──────── RECORDS FOR THIS EXERCISE
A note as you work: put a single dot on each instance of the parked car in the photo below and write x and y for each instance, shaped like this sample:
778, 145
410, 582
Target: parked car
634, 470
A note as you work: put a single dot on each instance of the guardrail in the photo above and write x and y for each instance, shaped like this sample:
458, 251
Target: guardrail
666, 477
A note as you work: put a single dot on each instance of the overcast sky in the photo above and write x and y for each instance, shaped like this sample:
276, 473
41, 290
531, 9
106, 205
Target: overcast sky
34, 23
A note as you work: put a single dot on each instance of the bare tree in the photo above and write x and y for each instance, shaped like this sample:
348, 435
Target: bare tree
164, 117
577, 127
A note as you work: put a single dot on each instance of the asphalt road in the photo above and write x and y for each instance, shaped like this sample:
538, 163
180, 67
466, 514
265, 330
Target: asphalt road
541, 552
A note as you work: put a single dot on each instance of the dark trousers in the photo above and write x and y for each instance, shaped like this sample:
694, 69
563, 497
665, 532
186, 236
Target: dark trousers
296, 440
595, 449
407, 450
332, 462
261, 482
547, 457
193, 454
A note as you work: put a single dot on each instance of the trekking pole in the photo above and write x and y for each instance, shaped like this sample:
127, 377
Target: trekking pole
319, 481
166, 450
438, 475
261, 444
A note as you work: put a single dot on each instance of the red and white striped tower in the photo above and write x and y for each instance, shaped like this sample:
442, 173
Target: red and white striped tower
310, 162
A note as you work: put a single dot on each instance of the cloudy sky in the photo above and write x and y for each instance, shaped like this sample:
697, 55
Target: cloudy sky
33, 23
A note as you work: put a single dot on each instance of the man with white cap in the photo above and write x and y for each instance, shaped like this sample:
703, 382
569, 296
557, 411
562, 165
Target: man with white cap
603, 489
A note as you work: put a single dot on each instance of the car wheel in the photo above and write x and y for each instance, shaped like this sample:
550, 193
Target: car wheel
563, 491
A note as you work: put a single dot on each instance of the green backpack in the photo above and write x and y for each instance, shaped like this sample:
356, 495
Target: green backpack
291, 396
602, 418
────────────────
What do the records say? Quote them all exactly.

= FULL OUTPUT =
A note as you work: put a single dot on each instance of the parked car in the photo below and write x and y for each instance, shaped like this sample:
778, 145
410, 582
Target: parked car
634, 470
A note as you work: put a single dot on each instance of the guardrail in the photo above and write x and y for each instance, shaped like this sample:
458, 251
Target: guardrail
666, 477
A note as you work: put a single dot on each instance of the overcast sky in the photo above and write x and y for each instance, shaped like this sample:
276, 473
41, 290
531, 9
106, 205
Target: overcast sky
34, 23
A note as you work: put a single dot on each instance of the bare tree in the photo above and write x and y for each instance, shaped like this sample:
348, 435
Target: bare tree
164, 117
577, 127
A note as you work: put a single dot on each instance of the asphalt road in the photo above and write x and y for each instance, shaped like this sample:
538, 163
180, 67
466, 514
265, 330
Target: asphalt road
541, 552
A note as you work: put a single dot on each instance of the dark trousers in the photo above and write x and y for each instance, shaped like this sample:
694, 69
563, 497
665, 532
186, 236
Target: dark trousers
296, 440
595, 449
407, 450
332, 462
261, 482
547, 457
193, 454
A note as you work: put a single dot on each instance of the trekking pole in the photo above and write x and y for each instance, shaped like this sample:
127, 377
Target: trekking pole
319, 481
166, 450
438, 475
261, 444
A note as you work: put a single dot on each instance of the red and white striped tower in the photo above and write x and y for each instance, shaped like this sample:
442, 173
Target: red and white striped tower
310, 162
A note as you work: put a single dot on each instance of the cloudy sky in the photo above and write x and y for each instance, shaped like this sample:
697, 55
Target: cloudy sky
33, 23
A note as you work: put a single dot on each instance of the man with white cap in the photo above and write x and y for each instance, shaped like this sample:
703, 382
569, 296
557, 411
562, 165
Target: man with white cap
603, 489
A note as you work: put a single dot on each instance of the car wheel in the photo above and write x and y for each instance, shaped like this sample:
550, 193
Target: car wheel
563, 491
A note as you work: put a single dot on each instance of the green backpack in the photo above and write x and y for each instance, shaped like this sample:
356, 495
Target: green backpack
291, 396
602, 418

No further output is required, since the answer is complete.